SUPPLIED DATA section start

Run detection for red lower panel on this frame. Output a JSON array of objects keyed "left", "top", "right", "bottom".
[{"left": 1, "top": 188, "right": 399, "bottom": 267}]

SUPPLIED DATA section end
SUPPLIED DATA section start

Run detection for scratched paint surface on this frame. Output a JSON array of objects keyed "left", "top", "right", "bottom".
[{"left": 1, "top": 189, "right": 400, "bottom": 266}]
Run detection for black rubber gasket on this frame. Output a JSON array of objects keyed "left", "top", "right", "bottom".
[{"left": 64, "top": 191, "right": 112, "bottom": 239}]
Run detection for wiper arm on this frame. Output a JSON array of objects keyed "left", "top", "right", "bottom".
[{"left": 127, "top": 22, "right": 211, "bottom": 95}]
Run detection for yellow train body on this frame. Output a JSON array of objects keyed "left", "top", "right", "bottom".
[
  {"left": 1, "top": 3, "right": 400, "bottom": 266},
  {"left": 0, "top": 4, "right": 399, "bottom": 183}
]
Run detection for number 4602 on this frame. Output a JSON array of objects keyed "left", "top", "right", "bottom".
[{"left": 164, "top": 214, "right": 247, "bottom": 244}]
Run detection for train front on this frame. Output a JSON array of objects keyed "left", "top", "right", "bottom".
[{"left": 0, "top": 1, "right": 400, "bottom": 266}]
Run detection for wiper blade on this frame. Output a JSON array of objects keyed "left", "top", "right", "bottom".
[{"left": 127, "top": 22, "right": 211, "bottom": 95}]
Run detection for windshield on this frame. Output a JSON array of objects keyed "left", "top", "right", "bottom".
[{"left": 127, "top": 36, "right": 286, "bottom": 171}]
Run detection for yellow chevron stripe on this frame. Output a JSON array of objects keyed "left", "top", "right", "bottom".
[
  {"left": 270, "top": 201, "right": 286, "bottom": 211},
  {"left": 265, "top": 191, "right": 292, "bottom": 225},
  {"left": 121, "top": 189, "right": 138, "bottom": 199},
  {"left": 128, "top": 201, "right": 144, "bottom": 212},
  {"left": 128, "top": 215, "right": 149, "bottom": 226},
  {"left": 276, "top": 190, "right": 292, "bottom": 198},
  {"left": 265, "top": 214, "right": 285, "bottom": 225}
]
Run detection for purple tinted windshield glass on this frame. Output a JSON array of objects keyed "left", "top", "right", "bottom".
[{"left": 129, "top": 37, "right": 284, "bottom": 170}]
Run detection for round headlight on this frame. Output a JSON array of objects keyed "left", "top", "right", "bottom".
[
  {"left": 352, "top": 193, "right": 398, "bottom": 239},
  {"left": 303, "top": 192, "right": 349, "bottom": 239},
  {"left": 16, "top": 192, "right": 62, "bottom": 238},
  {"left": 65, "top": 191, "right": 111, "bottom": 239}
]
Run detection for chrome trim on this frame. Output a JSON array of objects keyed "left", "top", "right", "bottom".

SUPPLIED DATA section end

INSTRUCTIONS TO FOLLOW: Your answer should be the exact lines above from the one with "Run detection for round" through the one with "Run detection for chrome", both included, and nothing besides.

WRITTEN RESPONSE:
Run detection for round headlight on this frame. Output a JSON array of objects keyed "left", "top", "right", "bottom".
[
  {"left": 352, "top": 193, "right": 398, "bottom": 239},
  {"left": 303, "top": 192, "right": 349, "bottom": 239},
  {"left": 16, "top": 192, "right": 62, "bottom": 238},
  {"left": 65, "top": 191, "right": 111, "bottom": 239}
]
Run detection for chrome trim on this frame. Output a JSON array of objects keyed "left", "top", "right", "bottom".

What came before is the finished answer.